Dataset records about object locations:
+-------+
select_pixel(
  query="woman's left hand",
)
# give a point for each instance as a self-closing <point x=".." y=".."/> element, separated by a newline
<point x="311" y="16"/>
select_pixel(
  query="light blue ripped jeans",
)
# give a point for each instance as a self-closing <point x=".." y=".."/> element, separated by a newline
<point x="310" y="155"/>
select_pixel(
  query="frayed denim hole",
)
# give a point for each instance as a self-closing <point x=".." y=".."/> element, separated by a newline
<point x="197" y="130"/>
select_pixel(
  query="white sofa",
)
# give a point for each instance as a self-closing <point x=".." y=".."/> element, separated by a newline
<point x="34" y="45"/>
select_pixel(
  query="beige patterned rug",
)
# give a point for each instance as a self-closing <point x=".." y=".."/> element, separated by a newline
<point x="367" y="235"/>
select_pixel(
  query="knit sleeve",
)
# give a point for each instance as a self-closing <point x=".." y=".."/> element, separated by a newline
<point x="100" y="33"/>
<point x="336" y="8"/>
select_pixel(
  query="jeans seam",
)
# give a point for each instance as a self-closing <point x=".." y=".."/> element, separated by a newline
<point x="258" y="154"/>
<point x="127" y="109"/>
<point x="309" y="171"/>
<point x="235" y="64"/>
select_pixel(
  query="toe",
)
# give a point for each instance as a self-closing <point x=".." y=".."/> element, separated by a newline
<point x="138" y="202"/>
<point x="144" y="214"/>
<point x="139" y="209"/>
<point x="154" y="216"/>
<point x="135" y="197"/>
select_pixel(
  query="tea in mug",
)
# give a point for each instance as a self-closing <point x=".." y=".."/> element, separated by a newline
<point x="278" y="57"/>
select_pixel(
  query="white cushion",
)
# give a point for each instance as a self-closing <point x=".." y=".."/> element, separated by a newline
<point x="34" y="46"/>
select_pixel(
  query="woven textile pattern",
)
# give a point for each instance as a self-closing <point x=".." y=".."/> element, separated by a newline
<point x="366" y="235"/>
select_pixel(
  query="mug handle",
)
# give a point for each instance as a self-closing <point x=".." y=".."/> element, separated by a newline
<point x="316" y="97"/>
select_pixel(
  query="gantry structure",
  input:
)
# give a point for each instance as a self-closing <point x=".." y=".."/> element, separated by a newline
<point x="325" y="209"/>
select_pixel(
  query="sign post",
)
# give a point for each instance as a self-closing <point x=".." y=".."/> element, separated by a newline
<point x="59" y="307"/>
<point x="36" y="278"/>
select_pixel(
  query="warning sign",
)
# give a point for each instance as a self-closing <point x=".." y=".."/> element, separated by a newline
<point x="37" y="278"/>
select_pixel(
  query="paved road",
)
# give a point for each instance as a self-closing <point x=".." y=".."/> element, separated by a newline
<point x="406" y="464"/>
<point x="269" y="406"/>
+-------+
◆ What needs to be done
Reproduce the records in full, exactly as written.

◆ Problem solution
select_pixel(
  query="woman's left hand",
)
# give a point for each instance as a self-closing <point x=".." y=".."/> element, separated by a newline
<point x="311" y="16"/>
select_pixel(
  query="light blue ripped jeans",
)
# give a point for each instance as a self-closing <point x=".." y=".."/> element, separated by a newline
<point x="310" y="155"/>
select_pixel(
  query="frayed denim hole",
)
# give a point for each instance as a self-closing <point x=".." y=".."/> element, separated by a newline
<point x="197" y="130"/>
select_pixel(
  query="white sofa",
)
# give a point for each instance as a self-closing <point x=".." y=".."/> element, separated by a newline
<point x="34" y="45"/>
select_pixel(
  query="beige patterned rug",
)
# give a point for each instance as a self-closing <point x=".." y=".."/> element, separated by a newline
<point x="367" y="235"/>
select_pixel(
  query="knit sleeve",
)
# give a point for each instance as a self-closing <point x=".." y=".."/> element, separated by a newline
<point x="100" y="33"/>
<point x="336" y="8"/>
select_pixel(
  query="jeans seam",
)
# give a point for each instance as a self-closing <point x=".." y=".."/> element, separated by a newline
<point x="258" y="154"/>
<point x="127" y="109"/>
<point x="309" y="171"/>
<point x="235" y="64"/>
select_pixel(
  query="toe",
)
# give a point for each instance as a self-closing <point x=".." y=".."/> element, separated by a newline
<point x="138" y="202"/>
<point x="144" y="214"/>
<point x="139" y="209"/>
<point x="154" y="216"/>
<point x="135" y="197"/>
select_pixel(
  query="tea in mug",
)
# give a point for each instance as a self-closing <point x=".." y=".."/> element, separated by a newline
<point x="278" y="57"/>
select_pixel(
  query="white cushion",
)
# give a point for each instance as a self-closing <point x=".." y=".."/> element, separated by a newline
<point x="34" y="46"/>
select_pixel(
  query="woven textile pattern",
)
# give a point for each instance as a self-closing <point x=".." y=".."/> element, separated by a newline
<point x="366" y="235"/>
select_pixel(
  query="mug handle",
)
# give a point for each instance as a self-closing <point x=".." y=".."/> element, separated by a newline
<point x="316" y="97"/>
select_pixel(
  query="gantry structure",
  input:
)
# give a point for each instance as a self-closing <point x=".." y=".."/> element, separated by a newline
<point x="325" y="209"/>
select_pixel(
  query="sign post",
)
# give a point for each instance as a self-closing <point x=".." y=".."/> element, separated by a newline
<point x="59" y="307"/>
<point x="36" y="278"/>
select_pixel(
  query="warning sign",
)
# give a point for each instance as a self-closing <point x=".." y=".."/> element, separated by a newline
<point x="37" y="278"/>
select_pixel(
  query="paved road",
)
# give a point for each instance as a self-closing <point x=".." y=".."/> element, separated by a newline
<point x="406" y="464"/>
<point x="269" y="406"/>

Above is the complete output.